■ Stated problem ■
Extract all of the entries and set them down verbatim.

■ Entries ■
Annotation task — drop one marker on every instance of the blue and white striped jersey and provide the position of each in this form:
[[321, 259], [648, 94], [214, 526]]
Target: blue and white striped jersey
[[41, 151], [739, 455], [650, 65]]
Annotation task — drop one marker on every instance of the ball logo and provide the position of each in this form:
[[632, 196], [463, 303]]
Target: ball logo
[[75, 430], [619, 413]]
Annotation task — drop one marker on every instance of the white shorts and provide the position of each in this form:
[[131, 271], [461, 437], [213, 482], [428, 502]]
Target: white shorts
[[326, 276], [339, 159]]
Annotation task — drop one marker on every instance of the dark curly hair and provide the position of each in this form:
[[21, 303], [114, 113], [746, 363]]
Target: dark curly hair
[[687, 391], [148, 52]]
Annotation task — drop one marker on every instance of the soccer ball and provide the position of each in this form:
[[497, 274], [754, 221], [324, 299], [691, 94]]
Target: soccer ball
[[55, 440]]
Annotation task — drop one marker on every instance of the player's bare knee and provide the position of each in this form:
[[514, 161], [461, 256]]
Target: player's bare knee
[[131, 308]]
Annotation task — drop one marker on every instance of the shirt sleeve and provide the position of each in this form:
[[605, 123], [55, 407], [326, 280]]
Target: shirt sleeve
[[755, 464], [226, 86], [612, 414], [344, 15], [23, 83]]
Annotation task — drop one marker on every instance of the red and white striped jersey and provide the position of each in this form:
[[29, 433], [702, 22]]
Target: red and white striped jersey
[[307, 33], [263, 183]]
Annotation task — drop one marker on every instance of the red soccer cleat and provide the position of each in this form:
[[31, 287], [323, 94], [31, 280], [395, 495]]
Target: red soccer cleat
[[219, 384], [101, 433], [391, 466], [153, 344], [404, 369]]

■ In response ■
Annotation task — drop one marker on every instance of the blue and white striped jersey and provide the position of each in this form:
[[321, 259], [648, 94], [214, 526]]
Target: blue and white striped jersey
[[41, 151], [739, 455], [650, 65]]
Annotation task — drop one marker on every instance of the ball logo and provide the position of each in this form:
[[632, 196], [463, 303]]
Target: ball logo
[[75, 430], [619, 413]]
Annotation task — drop one marker on every instance of the white shorts and provide the position of each in this form:
[[131, 271], [461, 437], [213, 482], [428, 502]]
Target: white shorts
[[326, 276], [339, 159]]
Annotation task — drop one marker on every instance of the dark curly hair and provide the position of each in this form:
[[21, 303], [114, 113], [746, 363]]
Target: dark curly hair
[[687, 391], [148, 52]]
Annotation task — drop one marker on every instance of the soccer ball and provide the position of each in this form:
[[497, 274], [754, 221], [324, 299], [691, 94]]
Target: soccer ball
[[55, 440]]
Annotation task — drop one marker on every instance of the player's bare knee and provide the position of each in this form:
[[514, 161], [461, 256]]
Target: player's bare knee
[[131, 308]]
Annotation task — drop one marker on every instance of the shirt sleeve and provide the position of each in this form:
[[605, 123], [55, 407], [326, 280]]
Target: shirt sleeve
[[755, 464], [226, 86], [612, 414], [344, 15], [23, 83]]
Annotation task — drop one marker on every instance of the red and white striped jersey and provide the position of each in this form:
[[29, 433], [702, 22]]
Target: red and white striped jersey
[[307, 33], [263, 183]]
Annotation task — drop one marker on every instance of the red soccer cleat and provide the position of each in this form:
[[31, 287], [323, 94], [31, 280], [395, 495]]
Target: red soccer cleat
[[219, 384], [101, 433], [391, 466], [153, 344], [404, 369]]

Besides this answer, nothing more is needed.